**Document excerpt**
**********
Mass illegal migration, which has seen almost daily attempts by hundreds of asylum seekers, economic migrants and those displaced by conflict to  illegally cross the borders of many other countries, particularly in Europe.

This global phenomenon has begun to attract curious tourists keen to experience these desperate migrant journeys. This in turn has given tourism entrepreneurs the opportunity to stage border crossing simulations for more adventurous tourists who get to follow the same routes used by migrants while experiencing simulations of the real life experiences and dangers that migrants face.

The simulations range from robbery, murder and border police interactions to snakes and other dangerous wildlife and are directed at giving participants a new understanding of the desperate bids by migrants to seek out a new life. 

RISKING RADIATION AT GROUND ZERO

Sites
such as Chernobyl in Ukraine in the former Soviet Union and Fukushima in Japan are two of the world’s most notorious nuclear disaster facilities and regions.

Both sites are still accepted as dangerous areas due to the high levels of radiation emitted as a result of the disasters. The radiation effects from the Chernobyl event in particular were ultimately felt and measured in significant portions of the northern hemisphere.

When visiting these sites, tourists could still encounter pockets of radiation that far exceed safe and acceptable levels of radiation. Open to the public, visitors have reportedly been flocking to these disaster areas in significant numbers – despite the radiation risks.

Visitors to these regions and the nuclear facilities are expected to gain a greater understanding of what took place there, along with the deadly consequences of such disasters.

A FOREST OF FASCINATION, FEAR AND FATALITIES 

Aokigahara Forest in Japan is beautiful, vast and dense and is situated in a region of the country known for its exceptional biodiversity and large numbers of fauna and flora species.

This forest has however also gained a reputation for something far more sinister – that of a place where people have gone to commit suicide. So prolific are the suicides that the attraction has come to be commonly referred to as Suicide Forest.

Both its beauty and its sinister reputation has made this forest a very popular attraction.

Besides appearing to be a suicide destination, visitors have also been known to wander into the forest and never return, while many others have reportedly veered off the trails there and have become lost.

Such is the extent of these events that authorities have posted signage across the area which appeal to the suicidal and the mentally ill to rethink their reasons for entering the forest.
**********
**Records provided**
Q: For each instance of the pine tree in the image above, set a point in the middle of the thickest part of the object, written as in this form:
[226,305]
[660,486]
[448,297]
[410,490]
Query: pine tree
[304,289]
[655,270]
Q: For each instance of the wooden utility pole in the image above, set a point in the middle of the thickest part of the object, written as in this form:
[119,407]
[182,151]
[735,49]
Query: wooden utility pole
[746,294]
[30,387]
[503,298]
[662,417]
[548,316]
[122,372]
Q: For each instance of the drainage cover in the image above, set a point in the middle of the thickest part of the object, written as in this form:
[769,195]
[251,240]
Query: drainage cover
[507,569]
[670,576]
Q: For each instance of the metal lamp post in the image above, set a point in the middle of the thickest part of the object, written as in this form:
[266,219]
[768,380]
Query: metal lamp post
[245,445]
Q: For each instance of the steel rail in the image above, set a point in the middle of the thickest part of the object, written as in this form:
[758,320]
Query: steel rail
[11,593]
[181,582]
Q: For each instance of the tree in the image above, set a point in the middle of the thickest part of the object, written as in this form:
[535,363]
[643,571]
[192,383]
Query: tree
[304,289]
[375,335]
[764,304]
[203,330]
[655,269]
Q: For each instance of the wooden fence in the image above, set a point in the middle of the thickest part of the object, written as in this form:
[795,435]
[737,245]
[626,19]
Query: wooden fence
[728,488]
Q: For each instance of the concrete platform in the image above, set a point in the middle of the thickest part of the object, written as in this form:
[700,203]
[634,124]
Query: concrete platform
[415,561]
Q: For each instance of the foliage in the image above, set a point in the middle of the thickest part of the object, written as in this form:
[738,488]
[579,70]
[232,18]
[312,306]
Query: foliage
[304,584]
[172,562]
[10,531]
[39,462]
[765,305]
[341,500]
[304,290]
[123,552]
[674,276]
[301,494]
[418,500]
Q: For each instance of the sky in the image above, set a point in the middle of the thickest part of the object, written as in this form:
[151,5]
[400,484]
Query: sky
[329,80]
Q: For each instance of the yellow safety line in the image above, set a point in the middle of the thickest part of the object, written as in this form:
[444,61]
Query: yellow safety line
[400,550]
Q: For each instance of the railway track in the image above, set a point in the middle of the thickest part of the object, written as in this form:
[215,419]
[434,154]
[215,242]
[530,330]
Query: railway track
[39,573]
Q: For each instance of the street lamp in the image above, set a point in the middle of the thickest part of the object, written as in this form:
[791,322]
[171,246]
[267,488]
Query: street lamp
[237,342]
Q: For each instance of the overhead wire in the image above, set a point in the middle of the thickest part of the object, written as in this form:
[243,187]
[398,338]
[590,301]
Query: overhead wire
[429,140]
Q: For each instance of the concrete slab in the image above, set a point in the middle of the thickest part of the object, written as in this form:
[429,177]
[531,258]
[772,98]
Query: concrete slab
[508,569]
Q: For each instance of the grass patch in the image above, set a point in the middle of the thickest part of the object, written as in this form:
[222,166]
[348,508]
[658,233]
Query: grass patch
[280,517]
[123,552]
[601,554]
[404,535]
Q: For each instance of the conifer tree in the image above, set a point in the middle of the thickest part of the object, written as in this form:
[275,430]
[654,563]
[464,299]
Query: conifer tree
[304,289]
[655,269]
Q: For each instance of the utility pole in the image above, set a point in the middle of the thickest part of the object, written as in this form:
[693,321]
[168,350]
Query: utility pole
**********
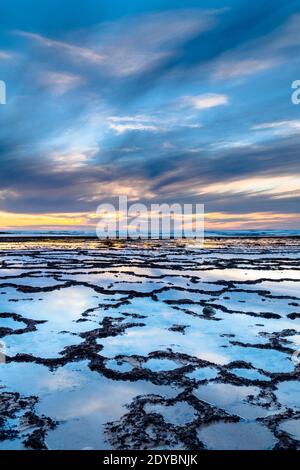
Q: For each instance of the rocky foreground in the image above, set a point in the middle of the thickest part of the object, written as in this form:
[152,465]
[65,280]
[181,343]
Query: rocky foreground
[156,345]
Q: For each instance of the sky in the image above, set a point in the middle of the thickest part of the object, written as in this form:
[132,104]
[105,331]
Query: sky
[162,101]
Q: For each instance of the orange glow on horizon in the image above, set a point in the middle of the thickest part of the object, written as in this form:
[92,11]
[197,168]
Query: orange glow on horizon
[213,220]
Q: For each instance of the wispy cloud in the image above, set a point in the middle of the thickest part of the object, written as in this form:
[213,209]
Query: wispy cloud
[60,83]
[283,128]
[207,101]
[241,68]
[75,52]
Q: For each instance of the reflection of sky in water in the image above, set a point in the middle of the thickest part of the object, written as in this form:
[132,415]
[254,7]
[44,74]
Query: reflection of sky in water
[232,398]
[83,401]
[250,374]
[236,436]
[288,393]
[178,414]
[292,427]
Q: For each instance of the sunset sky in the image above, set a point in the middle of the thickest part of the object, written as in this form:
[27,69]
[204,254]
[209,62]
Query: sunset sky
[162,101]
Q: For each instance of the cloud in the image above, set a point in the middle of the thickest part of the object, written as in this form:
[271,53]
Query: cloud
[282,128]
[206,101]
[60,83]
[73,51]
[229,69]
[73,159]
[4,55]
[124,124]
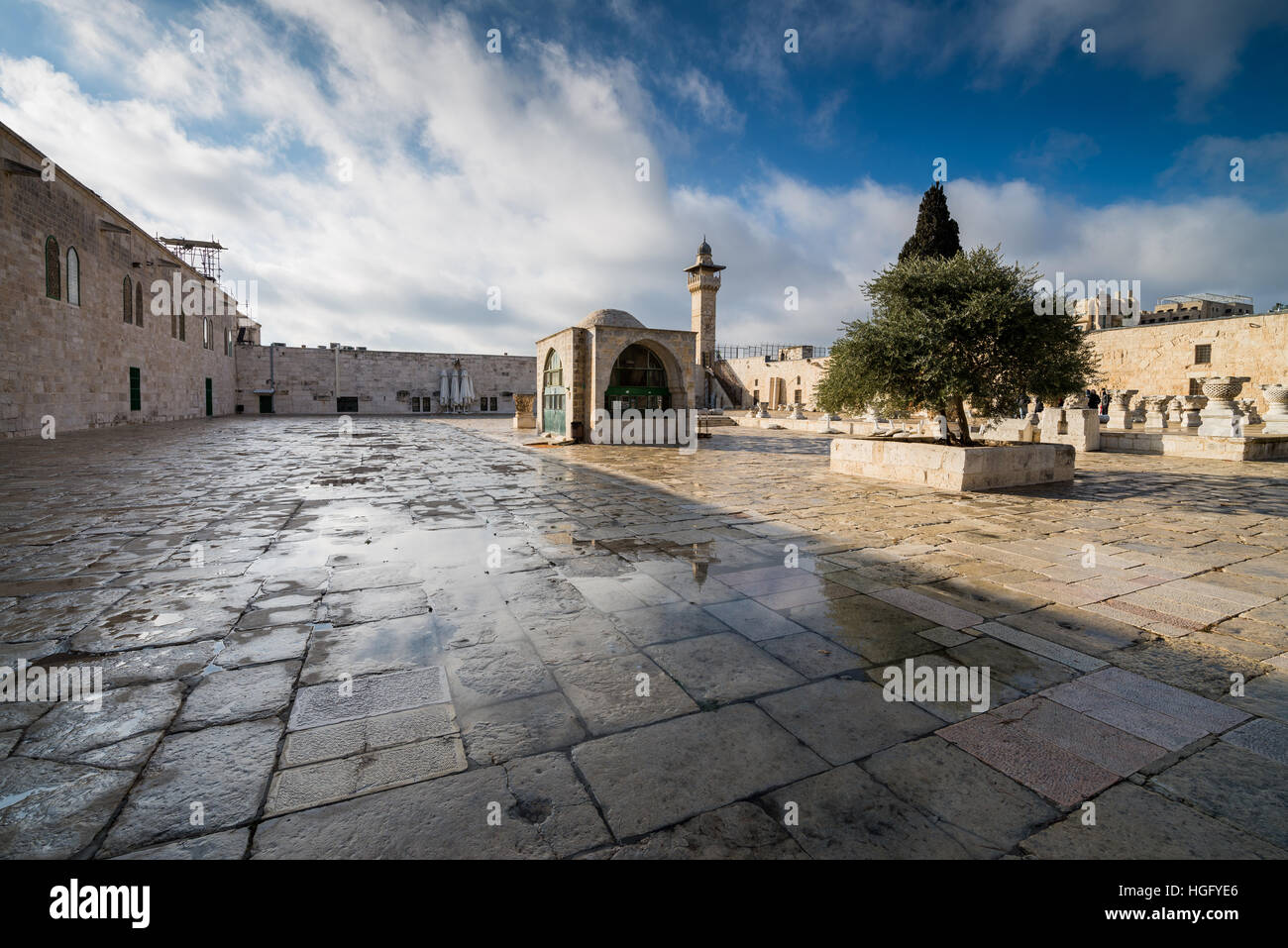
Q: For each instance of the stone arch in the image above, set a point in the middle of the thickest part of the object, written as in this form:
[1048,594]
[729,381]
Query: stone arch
**********
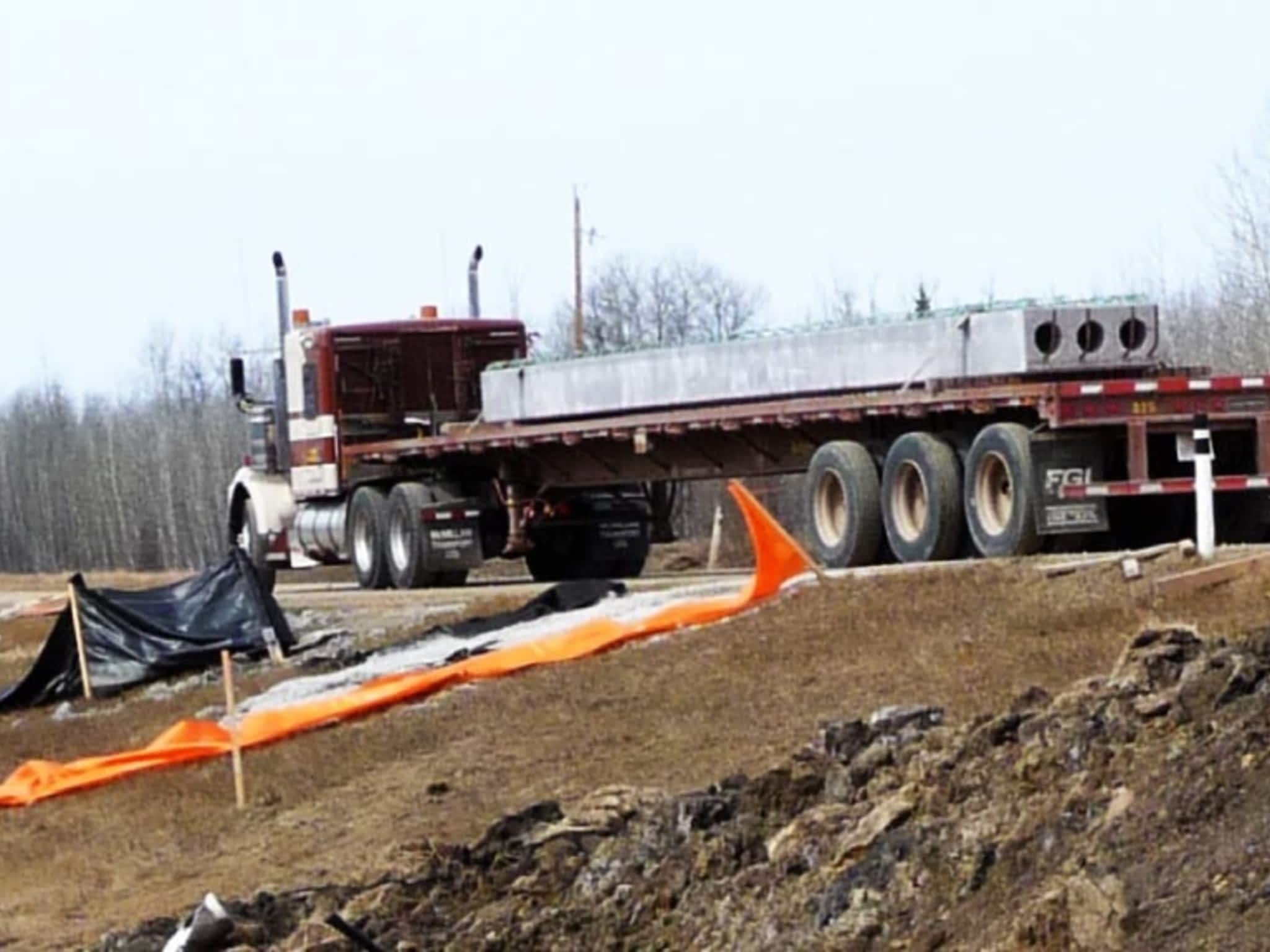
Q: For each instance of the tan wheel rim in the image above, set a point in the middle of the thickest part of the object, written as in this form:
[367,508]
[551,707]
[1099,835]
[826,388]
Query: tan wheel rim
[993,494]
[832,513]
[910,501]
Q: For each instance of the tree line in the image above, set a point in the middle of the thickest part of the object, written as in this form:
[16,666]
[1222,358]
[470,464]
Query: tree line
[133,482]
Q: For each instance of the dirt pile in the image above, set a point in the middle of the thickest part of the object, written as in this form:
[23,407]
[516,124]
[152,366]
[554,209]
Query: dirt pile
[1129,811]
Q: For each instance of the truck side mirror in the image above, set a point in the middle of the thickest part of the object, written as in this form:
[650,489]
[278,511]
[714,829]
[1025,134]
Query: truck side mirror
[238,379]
**********
**What to do**
a) Sum up the excerpt about tourism to dangerous places in two sentences.
b) In the excerpt about tourism to dangerous places, what name is Aokigahara Forest commonly known by?
c) Pick up the excerpt about tourism to dangerous places right after its last sentence and keep writing.

**Answers to this exercise**
a) Tourists are drawn to dangerous places, including staged border crossing simulations that follow migrant routes and the Chernobyl and Fukushima nuclear disaster sites, where pockets of unsafe radiation remain. Japan's Aokigahara Forest is also popular for both its beauty and its reputation as Suicide Forest, and authorities there have posted signs urging suicidal and mentally ill people to rethink entering it.

b) Suicide Forest.

c)
DOMESTIC ‘DARK TOURISM’ DESTINATIONS

South Africa too offers many sites that are considered “dark tourist destinations” and continue to attract scores of local and international visitors annually.

WHERE NELSON MANDELA WAS NABBED

The popular Nelson Mandela Capture Site in KwaZulu-Natal is one of South Africa’s most famous sites of contemporary history. A monument marks the spot where the prolific apartheid activist and former state president was captured before being sent to Robben Island on 5 August 1962.

The memorial is based in the picturesque Howick region which is situated near Pietermaritzburg. The attraction is hallmarked by a museum and a sculpture which takes the form of a steel portrait of Nelson Mandela overlooking the beautiful landscape.

THE RAILWAY STATION WHERE GHANDI TOOK A STAND

Another historically important attraction in South Africa is the Pietermaritzburg Railway Station which is located in that KwaZulu-Natal city.

This station is where human rights activist and renowned Indian pacifist Mahatma Ghandi took a stand against racial inequality and subsequently began his life-long fight against discrimination after being thrown off a train in 1893. 

While for some, dark tourism could simply be fobbed off as merely attractions for those with macabre tastes or those seeking a cheap thrill, but for others, dark tourism provides an opportunity to revisit history in one of the most personal and intimate ways possible.

Visiting these sites also gives visitors the chance to gain greater understanding of major historic events, while developing a deeper empathy and sympathy for the victims of many of history’s greatest tragedies.